** Teks **

# # #

Rabu, 02 Agustus 2017

Ketika Palu Kehilangan Gema; 33 Hakim dan Bayang-Bayang Etika


JANGKARKEADILAN.COM, JAKARTA – 26 Juli. Di balik toga yang anggun dan palu yang sakral, tersimpan kisah yang tak selalu mulia. Komisi Yudisial (KY) kembali mengusulkan sanksi kepada Mahkamah Agung (MA) terhadap 33 hakim yang diduga menyalahi Kode Etik dan Pedoman Perilaku Hakim (KEPPH). Sebuah angka yang tak kecil, dan sebuah ironi di tengah harapan akan keadilan yang tak bercela.

Juru Bicara KY, Farid Wajdi, mengungkapkan bahwa usulan sanksi ini lahir dari sidang pleno atas 14 laporan yang dinyatakan terbukti. Rinciannya cukup mencengangkan:

  • 16 hakim melakukan kesalahan ketik dalam putusan. Typo yang bukan sekadar salah huruf, tapi bisa salah nasib.
  • 10 hakim dinilai tidak profesional. Entah karena malas, lalai, atau terlalu santai dalam menimbang nasib orang.
  • 3 hakim dianggap tidak adil. Ironis, karena keadilan seharusnya menjadi napas mereka.
  • 3 hakim berselingkuh. Ketika ruang sidang menjadi tempat bermain rasa.
  • 1 hakim tidak menjaga martabat. Entah martabat siapa yang dimaksud, tapi jelas bukan martabat hukum.

Dari 33 hakim terlapor, sembilan berasal dari Jawa Timur. Disusul Sumatera Utara (enam hakim) dan DKI Jakarta (tiga hakim). Sebuah peta yang menunjukkan bahwa pelanggaran etika tak mengenal batas geografis. Ia bisa muncul di mana saja, kapan saja, dan oleh siapa saja.

Menurut Farid, para hakim ini berpotensi dibawa ke sidang Majelis Kehormatan Hakim (MKH). Di sana, mereka bisa membela diri atau menerima sanksi. Dari 33 nama, KY mengusulkan:

  • 27 hakim mendapat sanksi ringan.

# # #

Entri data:
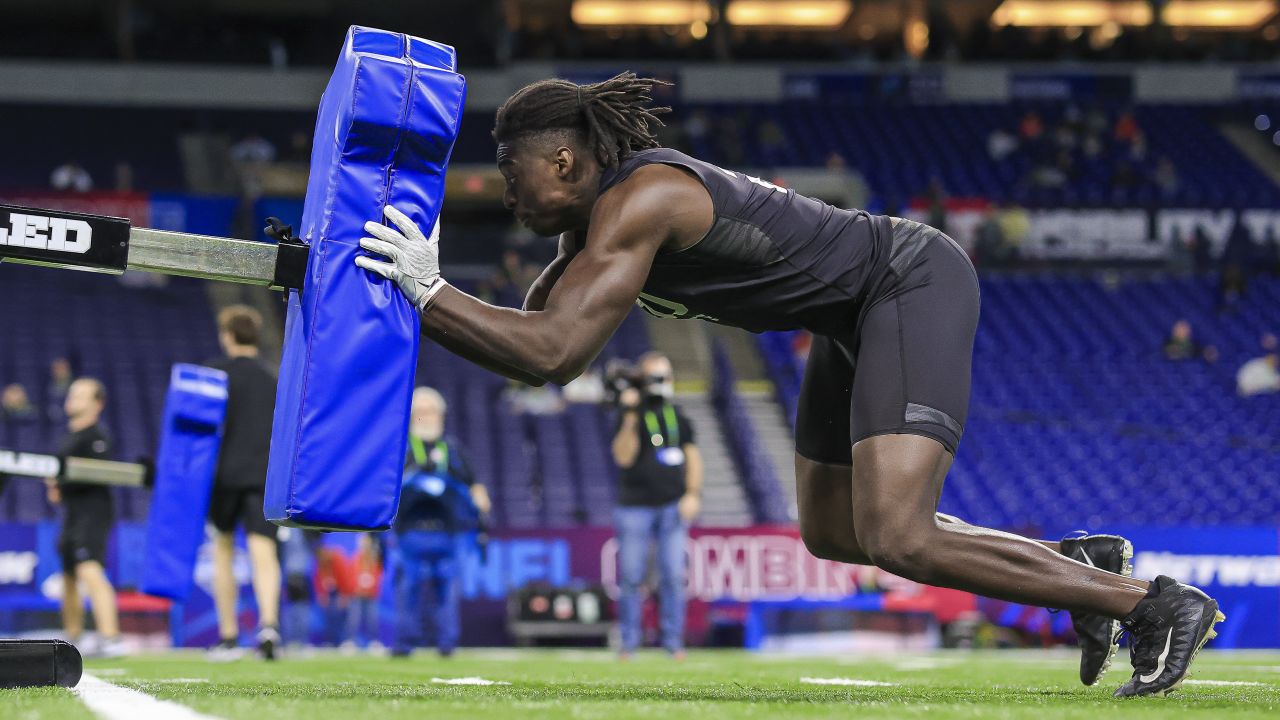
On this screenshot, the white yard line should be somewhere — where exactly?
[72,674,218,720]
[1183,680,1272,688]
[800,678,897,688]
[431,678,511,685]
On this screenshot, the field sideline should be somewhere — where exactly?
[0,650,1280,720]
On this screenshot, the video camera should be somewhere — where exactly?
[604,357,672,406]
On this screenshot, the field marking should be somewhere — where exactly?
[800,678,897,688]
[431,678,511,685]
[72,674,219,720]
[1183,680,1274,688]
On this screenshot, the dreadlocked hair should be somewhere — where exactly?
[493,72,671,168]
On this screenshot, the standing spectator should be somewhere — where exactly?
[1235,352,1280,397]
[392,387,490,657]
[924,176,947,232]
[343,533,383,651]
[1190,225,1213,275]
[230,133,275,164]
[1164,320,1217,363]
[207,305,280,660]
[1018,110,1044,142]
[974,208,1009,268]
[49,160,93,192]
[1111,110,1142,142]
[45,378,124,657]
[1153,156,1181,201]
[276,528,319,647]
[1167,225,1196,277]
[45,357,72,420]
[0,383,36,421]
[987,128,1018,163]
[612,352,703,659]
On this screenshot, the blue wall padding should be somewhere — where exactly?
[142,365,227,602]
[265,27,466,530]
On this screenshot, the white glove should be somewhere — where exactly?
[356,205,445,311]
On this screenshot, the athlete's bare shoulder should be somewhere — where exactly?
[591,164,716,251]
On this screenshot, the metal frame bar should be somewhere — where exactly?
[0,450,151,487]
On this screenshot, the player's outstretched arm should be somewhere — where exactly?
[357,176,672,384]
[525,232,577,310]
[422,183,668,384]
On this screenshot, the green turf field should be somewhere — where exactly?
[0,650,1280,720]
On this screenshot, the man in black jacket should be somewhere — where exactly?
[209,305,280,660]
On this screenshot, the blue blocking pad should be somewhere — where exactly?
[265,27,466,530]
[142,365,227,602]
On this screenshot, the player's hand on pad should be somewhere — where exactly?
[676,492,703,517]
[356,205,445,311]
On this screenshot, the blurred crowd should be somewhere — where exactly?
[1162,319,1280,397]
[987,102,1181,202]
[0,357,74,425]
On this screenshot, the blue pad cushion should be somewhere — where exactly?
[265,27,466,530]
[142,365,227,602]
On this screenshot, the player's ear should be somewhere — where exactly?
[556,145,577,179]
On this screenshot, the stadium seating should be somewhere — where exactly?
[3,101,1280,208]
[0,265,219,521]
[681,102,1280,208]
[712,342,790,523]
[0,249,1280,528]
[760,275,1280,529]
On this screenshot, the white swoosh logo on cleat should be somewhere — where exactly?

# # #

** Instruksi A **
Jawablah pertanyaan berikut berdasarkan berita tentang sanksi hakim di atas.
(i) Berapa hakim yang melakukan kesalahan ketik dalam putusan?
(ii) Dari provinsi mana hakim terlapor paling banyak berasal, dan berapa jumlahnya?
(iii) Berapa hakim yang diusulkan KY mendapat sanksi ringan?
** Instruksi B **
Lanjutkan berita tentang usulan sanksi bagi 33 hakim itu, mulai setelah kalimat terakhir yang tertera.

** Jawaban yang Diharapkan A **
(i) 16 hakim.
(ii) Jawa Timur, sembilan hakim.
(iii) 27 hakim.

** Jawaban yang Diharapkan B **
  • 5 hakim mendapat sanksi sedang.
  • 1 hakim mendapat sanksi berat: pemberhentian tidak dengan hormat.

Sanksi yang bukan sekadar hukuman, tapi juga pesan: bahwa etika bukan aksesoris, melainkan fondasi.

Pasal 22D ayat (1) UU Nomor 18 Tahun 2011 memberi mandat kepada KY untuk mengusulkan sanksi. Tapi pertanyaannya: apakah sanksi cukup untuk mengembalikan kepercayaan publik? Apakah publik masih percaya bahwa palu hakim adalah suara Tuhan, bukan gema ego?

Karena di negeri ini, keadilan sering kali harus berjuang melawan bayang-bayang birokrasi, godaan pribadi, dan kelalaian yang dibungkus formalitas.

Hakim bukan dewa. Tapi mereka adalah penjaga gerbang keadilan. Ketika mereka tergelincir, maka hukum pun ikut goyah. Dan kita, sebagai warga negara, berhak tahu siapa yang menjaga hukum, dan siapa yang merusaknya.

Komisi Yudisial telah bersuara. Kini giliran Mahkamah Agung menentukan: apakah palu akan kembali bergema dengan wibawa, atau hanya menjadi simbol yang kehilangan makna.

 

Adv. Darius Leka, S.H., M.H.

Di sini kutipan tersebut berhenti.